_What you will do:_
Reproduce only the stretch of entries below that begins at the first line and ends at the line holding "box: [239, 174, 267, 210]".

Content starts

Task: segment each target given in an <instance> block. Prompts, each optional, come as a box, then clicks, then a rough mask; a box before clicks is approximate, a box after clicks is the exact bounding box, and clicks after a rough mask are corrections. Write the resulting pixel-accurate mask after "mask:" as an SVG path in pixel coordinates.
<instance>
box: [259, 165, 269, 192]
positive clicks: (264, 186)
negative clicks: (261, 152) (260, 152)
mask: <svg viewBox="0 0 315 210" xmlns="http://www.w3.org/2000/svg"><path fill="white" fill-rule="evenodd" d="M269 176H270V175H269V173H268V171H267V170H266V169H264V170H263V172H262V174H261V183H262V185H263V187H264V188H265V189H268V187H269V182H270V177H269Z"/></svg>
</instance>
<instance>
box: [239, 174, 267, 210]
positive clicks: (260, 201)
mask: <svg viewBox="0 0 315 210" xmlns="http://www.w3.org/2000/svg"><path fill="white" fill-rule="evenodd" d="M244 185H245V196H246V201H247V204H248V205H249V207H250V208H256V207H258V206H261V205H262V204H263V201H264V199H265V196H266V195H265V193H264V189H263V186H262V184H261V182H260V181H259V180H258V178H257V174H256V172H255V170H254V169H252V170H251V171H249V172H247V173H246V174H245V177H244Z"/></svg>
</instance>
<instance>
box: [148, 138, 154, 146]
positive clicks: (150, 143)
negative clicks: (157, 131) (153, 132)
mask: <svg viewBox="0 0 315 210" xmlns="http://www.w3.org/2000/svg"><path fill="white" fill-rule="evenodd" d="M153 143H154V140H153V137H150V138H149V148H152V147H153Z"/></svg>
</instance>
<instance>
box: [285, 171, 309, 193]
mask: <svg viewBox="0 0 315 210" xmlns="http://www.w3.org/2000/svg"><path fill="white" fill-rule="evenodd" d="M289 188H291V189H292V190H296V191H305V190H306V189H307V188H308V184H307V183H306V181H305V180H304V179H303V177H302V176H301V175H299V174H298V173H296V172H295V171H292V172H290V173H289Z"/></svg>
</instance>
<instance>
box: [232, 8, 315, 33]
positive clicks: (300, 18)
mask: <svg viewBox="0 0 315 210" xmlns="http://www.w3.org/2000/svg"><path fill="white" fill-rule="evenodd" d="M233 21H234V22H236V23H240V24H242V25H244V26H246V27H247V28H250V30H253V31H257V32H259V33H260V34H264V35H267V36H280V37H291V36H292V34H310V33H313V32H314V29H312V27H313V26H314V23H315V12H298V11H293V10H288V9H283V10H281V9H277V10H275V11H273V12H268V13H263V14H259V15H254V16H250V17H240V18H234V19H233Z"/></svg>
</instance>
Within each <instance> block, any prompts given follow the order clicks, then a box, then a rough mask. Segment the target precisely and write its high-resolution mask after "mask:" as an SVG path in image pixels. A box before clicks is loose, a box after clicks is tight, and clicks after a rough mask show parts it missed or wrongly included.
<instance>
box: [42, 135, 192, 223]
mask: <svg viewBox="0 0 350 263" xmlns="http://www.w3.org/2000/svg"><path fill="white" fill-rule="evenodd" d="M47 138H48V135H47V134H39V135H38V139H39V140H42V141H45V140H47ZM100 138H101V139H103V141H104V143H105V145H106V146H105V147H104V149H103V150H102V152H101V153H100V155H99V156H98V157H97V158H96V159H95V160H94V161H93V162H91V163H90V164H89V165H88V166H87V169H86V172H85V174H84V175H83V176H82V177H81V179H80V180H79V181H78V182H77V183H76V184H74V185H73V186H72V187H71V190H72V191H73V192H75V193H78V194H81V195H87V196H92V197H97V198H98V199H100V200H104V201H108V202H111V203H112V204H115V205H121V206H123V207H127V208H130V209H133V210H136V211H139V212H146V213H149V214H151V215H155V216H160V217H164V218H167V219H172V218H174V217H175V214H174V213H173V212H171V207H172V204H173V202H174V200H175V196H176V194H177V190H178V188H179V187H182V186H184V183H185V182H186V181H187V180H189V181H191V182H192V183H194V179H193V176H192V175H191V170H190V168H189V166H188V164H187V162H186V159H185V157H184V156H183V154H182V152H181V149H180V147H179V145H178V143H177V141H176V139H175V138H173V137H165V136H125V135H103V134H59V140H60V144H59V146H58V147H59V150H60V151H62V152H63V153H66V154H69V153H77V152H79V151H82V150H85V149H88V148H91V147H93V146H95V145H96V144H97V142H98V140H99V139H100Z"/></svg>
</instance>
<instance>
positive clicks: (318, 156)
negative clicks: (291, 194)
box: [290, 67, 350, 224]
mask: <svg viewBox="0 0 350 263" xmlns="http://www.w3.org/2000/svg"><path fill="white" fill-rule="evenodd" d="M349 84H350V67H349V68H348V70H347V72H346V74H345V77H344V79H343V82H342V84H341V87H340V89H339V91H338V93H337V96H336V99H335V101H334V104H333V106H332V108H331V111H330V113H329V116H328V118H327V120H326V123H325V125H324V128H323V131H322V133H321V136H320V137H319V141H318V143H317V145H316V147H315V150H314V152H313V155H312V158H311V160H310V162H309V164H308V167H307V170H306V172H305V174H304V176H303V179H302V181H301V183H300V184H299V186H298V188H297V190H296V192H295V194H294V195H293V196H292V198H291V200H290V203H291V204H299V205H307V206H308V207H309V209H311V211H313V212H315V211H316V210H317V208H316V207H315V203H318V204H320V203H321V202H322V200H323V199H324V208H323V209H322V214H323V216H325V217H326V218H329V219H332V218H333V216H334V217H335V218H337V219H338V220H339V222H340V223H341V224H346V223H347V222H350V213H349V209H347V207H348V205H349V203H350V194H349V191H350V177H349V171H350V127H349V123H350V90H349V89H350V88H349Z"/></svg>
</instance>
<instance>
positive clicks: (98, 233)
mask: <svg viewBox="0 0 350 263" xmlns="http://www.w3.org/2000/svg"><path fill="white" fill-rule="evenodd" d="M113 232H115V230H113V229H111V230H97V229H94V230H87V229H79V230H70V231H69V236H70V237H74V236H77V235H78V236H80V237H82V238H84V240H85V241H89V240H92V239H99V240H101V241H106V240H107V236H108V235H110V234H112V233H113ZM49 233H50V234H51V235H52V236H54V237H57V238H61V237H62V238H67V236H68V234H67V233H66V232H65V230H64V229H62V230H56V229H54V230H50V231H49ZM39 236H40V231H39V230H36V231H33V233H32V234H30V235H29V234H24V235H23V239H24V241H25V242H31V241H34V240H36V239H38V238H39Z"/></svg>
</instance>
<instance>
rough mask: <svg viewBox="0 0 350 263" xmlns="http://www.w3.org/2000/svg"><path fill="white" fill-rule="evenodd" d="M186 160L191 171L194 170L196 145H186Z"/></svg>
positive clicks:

Content ends

_Response to this task:_
Task: segment each target given in an <instance> block. Prompts, each optional, come as a box, then clicks, then a rough mask; a box before clicks is approximate, a box after clicks is the exact bounding box, and clicks after a rough mask are corrections. Write the resulting pixel-accurate mask after "mask:" as an SVG path in pixel coordinates.
<instance>
box: [259, 165, 269, 192]
positive clicks: (264, 186)
negative clicks: (261, 152) (260, 152)
mask: <svg viewBox="0 0 315 210" xmlns="http://www.w3.org/2000/svg"><path fill="white" fill-rule="evenodd" d="M269 176H270V175H269V173H268V171H267V170H266V169H264V170H263V172H262V174H261V183H262V185H263V187H264V188H265V189H268V187H269V182H270V177H269Z"/></svg>
</instance>
<instance>
box: [239, 174, 267, 210]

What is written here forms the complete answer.